(Items from a dataset)
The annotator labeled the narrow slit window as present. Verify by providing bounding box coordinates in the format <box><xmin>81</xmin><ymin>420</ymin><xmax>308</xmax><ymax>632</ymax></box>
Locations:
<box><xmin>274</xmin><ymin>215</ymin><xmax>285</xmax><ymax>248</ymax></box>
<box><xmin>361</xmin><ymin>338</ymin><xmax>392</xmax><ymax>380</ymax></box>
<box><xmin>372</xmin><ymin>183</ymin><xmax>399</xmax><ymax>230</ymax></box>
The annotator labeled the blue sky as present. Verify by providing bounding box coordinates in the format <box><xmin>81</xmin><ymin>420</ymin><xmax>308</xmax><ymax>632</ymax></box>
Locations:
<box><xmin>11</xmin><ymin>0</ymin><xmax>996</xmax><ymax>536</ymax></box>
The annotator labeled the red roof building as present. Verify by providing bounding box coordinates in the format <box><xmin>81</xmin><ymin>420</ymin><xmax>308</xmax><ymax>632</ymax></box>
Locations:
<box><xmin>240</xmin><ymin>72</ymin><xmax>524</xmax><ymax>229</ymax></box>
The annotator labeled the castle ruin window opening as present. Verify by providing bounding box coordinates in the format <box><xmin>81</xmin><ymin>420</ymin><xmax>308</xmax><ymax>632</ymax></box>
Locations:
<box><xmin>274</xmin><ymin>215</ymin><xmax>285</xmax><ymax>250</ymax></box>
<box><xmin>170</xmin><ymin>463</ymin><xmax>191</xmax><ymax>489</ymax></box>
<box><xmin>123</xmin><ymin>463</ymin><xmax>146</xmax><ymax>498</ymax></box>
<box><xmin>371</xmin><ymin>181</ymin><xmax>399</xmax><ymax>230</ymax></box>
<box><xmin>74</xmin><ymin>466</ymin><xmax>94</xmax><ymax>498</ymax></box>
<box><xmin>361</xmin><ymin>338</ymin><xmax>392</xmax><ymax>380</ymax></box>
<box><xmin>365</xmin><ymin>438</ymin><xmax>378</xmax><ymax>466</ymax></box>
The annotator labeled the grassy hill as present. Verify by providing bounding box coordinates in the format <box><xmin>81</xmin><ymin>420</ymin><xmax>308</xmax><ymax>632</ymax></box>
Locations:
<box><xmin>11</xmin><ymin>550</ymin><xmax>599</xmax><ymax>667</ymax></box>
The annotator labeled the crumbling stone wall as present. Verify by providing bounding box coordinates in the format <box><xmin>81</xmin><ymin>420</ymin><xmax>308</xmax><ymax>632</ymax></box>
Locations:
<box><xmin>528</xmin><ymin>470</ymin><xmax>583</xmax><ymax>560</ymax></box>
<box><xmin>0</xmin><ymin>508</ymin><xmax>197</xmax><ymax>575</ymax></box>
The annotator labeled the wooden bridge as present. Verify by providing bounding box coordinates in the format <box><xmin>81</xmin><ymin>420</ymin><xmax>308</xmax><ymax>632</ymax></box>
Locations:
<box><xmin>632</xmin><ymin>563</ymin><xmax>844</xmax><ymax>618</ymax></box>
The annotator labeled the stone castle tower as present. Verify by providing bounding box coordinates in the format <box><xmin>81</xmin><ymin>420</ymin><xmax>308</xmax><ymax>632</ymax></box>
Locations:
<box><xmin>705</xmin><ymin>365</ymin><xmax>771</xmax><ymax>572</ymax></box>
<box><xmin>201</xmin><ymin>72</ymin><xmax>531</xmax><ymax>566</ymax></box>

Objective
Copy out every line of the listing above that contains the word "castle".

Final result
The annotator labeled the castle ruin window opening as present. Verify by providing bounding box coordinates in the format <box><xmin>81</xmin><ymin>420</ymin><xmax>308</xmax><ymax>632</ymax></box>
The annotator labeled the stone castle tower as present. Verify by providing bounding box coordinates in the format <box><xmin>81</xmin><ymin>420</ymin><xmax>308</xmax><ymax>632</ymax></box>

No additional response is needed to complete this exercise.